SOURCE DOCUMENT
◆ ◆ ◆ ◆ ◆ ◆ ◆

Saturday, April 20, 2019

When Life Gives You Orchid Buds, Count Your Blessings
By Carolyn Schuk

Our cymbidium orchid usually starts blooming around Easter, as the days get perceptibly longer. Its last blooms fade in mid-June, on the longest days of the year. This year it has five flower spikes. The last time it was so abundant was 1991, the year my son was born.

EasterSince the millennium, the cymbidium's offerings have been slim. It's as if the plant knows whether the year to come will be fruitful or not.

For example, 1991 was a rollercoaster year. When I was seven months pregnant, the retail chain my husband worked for declared bankruptcy and the future looked to be an unemployment line.

Portents of irreversible decline were unmistakable at the software company I worked for. That the management gave my office to someone else while I was on maternity leave didn't help my anxiety level.

So there we were – a baby on the way and what had seemed like economic security evaporating like a freak Silicon Valley snowfall.

◆ ◆ ◆ ◆ ◆ ◆ ◆

TASK DETAILS
Continue the essay about the family's cymbidium orchid, picking up right after its final sentence.

◆ ◆ ◆ ◆ ◆ ◆ ◆

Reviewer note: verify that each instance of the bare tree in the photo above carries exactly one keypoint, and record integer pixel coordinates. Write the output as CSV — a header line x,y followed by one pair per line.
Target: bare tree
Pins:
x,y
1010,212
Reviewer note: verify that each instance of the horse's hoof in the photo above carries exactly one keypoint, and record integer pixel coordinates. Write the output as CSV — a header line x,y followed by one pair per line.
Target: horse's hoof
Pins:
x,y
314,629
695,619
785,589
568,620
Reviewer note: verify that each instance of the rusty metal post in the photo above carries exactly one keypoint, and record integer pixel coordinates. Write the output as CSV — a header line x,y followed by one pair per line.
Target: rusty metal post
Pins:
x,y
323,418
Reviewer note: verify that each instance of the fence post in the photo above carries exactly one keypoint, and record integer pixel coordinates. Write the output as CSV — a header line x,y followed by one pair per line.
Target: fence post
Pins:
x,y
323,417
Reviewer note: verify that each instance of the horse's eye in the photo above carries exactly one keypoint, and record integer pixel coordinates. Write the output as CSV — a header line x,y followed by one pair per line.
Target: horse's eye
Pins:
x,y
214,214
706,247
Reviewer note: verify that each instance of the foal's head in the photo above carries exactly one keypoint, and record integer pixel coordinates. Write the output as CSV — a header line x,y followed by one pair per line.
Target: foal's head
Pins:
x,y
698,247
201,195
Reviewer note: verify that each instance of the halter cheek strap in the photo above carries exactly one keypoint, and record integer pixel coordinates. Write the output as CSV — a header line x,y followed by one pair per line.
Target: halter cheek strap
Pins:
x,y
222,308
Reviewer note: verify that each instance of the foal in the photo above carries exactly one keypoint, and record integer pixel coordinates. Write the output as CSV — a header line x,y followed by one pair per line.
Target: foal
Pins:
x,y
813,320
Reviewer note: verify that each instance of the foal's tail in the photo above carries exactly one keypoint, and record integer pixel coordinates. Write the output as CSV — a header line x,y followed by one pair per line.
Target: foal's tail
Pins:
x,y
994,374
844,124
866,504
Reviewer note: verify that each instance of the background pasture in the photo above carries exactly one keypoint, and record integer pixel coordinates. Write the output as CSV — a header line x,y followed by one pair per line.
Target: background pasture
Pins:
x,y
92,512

◆ ◆ ◆ ◆ ◆ ◆ ◆

ANSWER BELOW
When Will was born, things didn't look up. We were now pathetically inexperienced parents with a colicky baby. I remember watching the sun come up one morning after a sleepless night and thinking, My life, as I know it, is over. One friend says that the first months with your first child are, quite simply, the worst of your life.

But as the orchid buds began to open, things, likewise, began opening up.

My husband landed a job with Whole Earth Access helping to open the store – now gone, alas – on Stevens Creek Blvd. Now, while some people – like me – have panic attacks just thinking about a project like this, my husband likes nothing better than being in charge of a big, complicated project.

At only five weeks Will began sleeping through the night – an extraordinary 11 hours from 8:00 at night to 7:00 in the morning. Soon after, I discovered that as long as we went somewhere — especially at night — he was a perfectly happy baby. He was like the old disco song, "I love the night life."

Then my former employer asked me to come back to work as a contractor, managing the company's newsletters. My mother came out from Pennsylvania to help. It was the perfect fit.

With my mother to babysit, I could get out of the house a few days a week, wear real clothes, and talk to grownups. But I could also remain a mostly stay-at-home mom. A few years later, that contract job was the genesis of a freelance copywriting business. That copywriting business evolved into writing for the Santa Clara Weekly, the best job I have had in my life.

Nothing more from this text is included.